::: DATASET :::

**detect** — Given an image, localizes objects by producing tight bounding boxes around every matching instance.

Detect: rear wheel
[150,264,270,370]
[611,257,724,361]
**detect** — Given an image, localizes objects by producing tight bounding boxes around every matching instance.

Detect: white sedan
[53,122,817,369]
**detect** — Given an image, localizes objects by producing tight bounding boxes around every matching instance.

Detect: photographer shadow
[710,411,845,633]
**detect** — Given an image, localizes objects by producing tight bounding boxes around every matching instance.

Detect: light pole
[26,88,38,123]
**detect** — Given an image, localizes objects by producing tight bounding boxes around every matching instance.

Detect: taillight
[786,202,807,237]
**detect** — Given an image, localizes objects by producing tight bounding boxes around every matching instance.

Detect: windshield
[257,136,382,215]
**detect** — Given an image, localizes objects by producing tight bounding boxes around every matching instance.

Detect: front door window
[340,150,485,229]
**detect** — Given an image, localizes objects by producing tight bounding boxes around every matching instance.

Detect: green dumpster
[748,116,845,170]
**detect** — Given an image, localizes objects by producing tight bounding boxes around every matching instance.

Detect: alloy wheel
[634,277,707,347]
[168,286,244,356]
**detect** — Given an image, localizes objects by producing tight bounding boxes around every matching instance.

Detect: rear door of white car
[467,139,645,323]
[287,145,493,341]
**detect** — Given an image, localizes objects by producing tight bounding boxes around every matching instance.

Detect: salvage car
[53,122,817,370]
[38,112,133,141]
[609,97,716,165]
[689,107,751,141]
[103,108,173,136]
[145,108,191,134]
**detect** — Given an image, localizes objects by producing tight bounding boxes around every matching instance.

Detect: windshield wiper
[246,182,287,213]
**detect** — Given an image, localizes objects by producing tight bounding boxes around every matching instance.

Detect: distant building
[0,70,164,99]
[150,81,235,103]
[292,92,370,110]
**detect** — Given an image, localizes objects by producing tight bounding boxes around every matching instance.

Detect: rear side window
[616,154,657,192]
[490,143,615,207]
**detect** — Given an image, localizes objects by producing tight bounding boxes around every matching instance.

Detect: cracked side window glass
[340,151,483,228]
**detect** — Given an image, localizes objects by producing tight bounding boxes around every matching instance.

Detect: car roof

:::

:: THE REQUEST ::
Quote every one of the lines above word for word.

:: EXERCISE SOLUTION ::
**detect** — Given an image, localizes objects by producing tight bounding boxes around every matching instance.

Detect: rear wheel
[150,264,270,370]
[611,257,724,361]
**detect** — Given an image, localizes objects by producing tight bounding boxes around every matching instance.

Detect: white sedan
[53,122,817,369]
**detect** — Given an image, localizes objects by producing tight bounding boxes around every matching instance.

Detect: photographer shadow
[710,411,845,633]
**detect** — Given an image, localizes objects by producing tight bounding boxes around every matching instance.

Detect: light pole
[26,88,38,123]
**detect** — Given an image, localizes objects by producing tight bounding boxes around every matching instance.

Detect: taillight
[786,202,807,237]
**detect** — Given an image, localizes objects by producing tight bounding boxes around every matching instance.

Detect: windshield
[257,136,382,215]
**detect** — Given an image, localizes objects by producing tight bounding boxes around every matching instance.

Detect: front door window
[340,150,485,229]
**detect** — Given an image, localizes objects by producing tight bounding boxes around every matching instance.

Detect: green dumpster
[748,116,845,170]
**detect** — Given an image, localizes objects by producing tight bounding boxes around every matching instance.

Detect: alloy wheel
[634,277,707,347]
[168,286,244,356]
**detect** — Given an image, localizes objects by producing tight bounding boxes around every matching instance.

Detect: rear door of white car
[467,139,645,323]
[287,145,493,341]
**detect** — Given an image, localizes objects by producing tight bounding boxes around every matching instance.

Detect: salvage car
[53,122,817,370]
[38,112,133,141]
[609,97,716,165]
[689,107,751,141]
[103,108,173,136]
[145,108,191,134]
**detect** — Given an image, localizes objects by producing tight bounding boxes around every matching instance.

Detect: windshield wiper
[246,182,287,213]
**detect** — Given an image, localizes objects by producing tight bounding boxes around every matching instance.

Detect: distant building
[0,70,164,99]
[150,81,235,103]
[292,92,370,110]
**detect** — Given an image, localizes objects by producing tight bounding boxes around every matching instance.

Detect: rear side window
[616,154,657,192]
[490,143,615,207]
**detect** — Given an image, localizes objects by producing tight bounding boxes around every matching instance.

Detect: cracked side window glass
[340,151,483,228]
**detect** — Given an image, localizes objects by producing tight bounding boxes around every matching instance.

Detect: car roof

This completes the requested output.